Return only the lines from the one containing "Target: small square window" to the end of the material, with each one exactly as it appears.
************
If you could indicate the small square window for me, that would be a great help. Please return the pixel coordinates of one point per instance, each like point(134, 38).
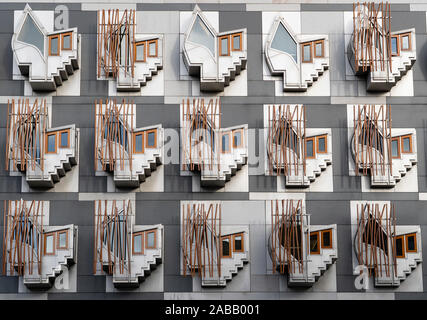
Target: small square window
point(51, 143)
point(150, 239)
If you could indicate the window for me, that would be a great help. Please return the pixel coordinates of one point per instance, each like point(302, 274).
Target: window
point(54, 45)
point(150, 239)
point(66, 41)
point(225, 247)
point(405, 42)
point(62, 239)
point(151, 139)
point(326, 239)
point(309, 148)
point(319, 50)
point(140, 51)
point(284, 42)
point(225, 142)
point(395, 148)
point(138, 243)
point(406, 142)
point(152, 48)
point(224, 46)
point(49, 243)
point(51, 143)
point(306, 52)
point(411, 242)
point(237, 41)
point(238, 242)
point(395, 50)
point(64, 138)
point(322, 144)
point(138, 142)
point(314, 243)
point(400, 249)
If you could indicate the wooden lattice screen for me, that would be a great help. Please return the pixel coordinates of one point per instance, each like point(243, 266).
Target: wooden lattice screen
************
Exercise answer>
Target: small square window
point(51, 143)
point(150, 239)
If you could indicate the window for me, that would be a great help. Please return the pixel coordinates of one point per instance, each like point(302, 274).
Target: window
point(54, 45)
point(150, 239)
point(66, 41)
point(225, 247)
point(405, 42)
point(62, 239)
point(151, 139)
point(326, 239)
point(309, 148)
point(319, 50)
point(140, 51)
point(284, 42)
point(225, 142)
point(395, 148)
point(138, 243)
point(406, 142)
point(152, 48)
point(224, 46)
point(49, 243)
point(51, 143)
point(306, 52)
point(411, 242)
point(237, 41)
point(238, 242)
point(395, 50)
point(64, 138)
point(322, 144)
point(138, 142)
point(314, 243)
point(400, 249)
If you could indicate the wooden lattice screen for me, that would be a great help. Please return the pixel coordinates of one point per instance, each like point(243, 266).
Target: wooden lattice screen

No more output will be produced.